- [Written request]
List every line in the listing below that contains the string "coins". Case must match.

- [Material for this task]
——

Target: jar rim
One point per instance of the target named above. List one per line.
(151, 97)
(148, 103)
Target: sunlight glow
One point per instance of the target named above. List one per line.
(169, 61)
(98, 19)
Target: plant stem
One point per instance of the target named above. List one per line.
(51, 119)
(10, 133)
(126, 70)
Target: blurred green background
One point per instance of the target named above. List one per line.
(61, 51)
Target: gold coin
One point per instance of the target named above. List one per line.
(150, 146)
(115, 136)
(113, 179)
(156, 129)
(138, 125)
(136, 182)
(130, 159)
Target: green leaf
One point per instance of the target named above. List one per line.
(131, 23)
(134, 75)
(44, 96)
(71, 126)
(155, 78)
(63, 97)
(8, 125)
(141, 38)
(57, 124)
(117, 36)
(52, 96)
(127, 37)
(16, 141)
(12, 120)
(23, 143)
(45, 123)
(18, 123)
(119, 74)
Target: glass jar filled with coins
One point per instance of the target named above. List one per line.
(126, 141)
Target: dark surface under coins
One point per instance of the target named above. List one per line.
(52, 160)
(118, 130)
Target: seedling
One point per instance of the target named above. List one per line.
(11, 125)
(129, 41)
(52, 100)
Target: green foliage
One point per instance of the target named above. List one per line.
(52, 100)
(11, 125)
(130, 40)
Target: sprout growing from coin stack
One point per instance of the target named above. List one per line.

——

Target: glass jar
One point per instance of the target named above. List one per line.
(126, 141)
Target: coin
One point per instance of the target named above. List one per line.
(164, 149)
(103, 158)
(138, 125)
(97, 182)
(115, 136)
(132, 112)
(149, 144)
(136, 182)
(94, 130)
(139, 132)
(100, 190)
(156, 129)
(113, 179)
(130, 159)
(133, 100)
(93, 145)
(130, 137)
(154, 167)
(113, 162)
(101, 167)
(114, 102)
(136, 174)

——

- [Response to this task]
Target: glass jar filled with coins
Target: dark surface under coins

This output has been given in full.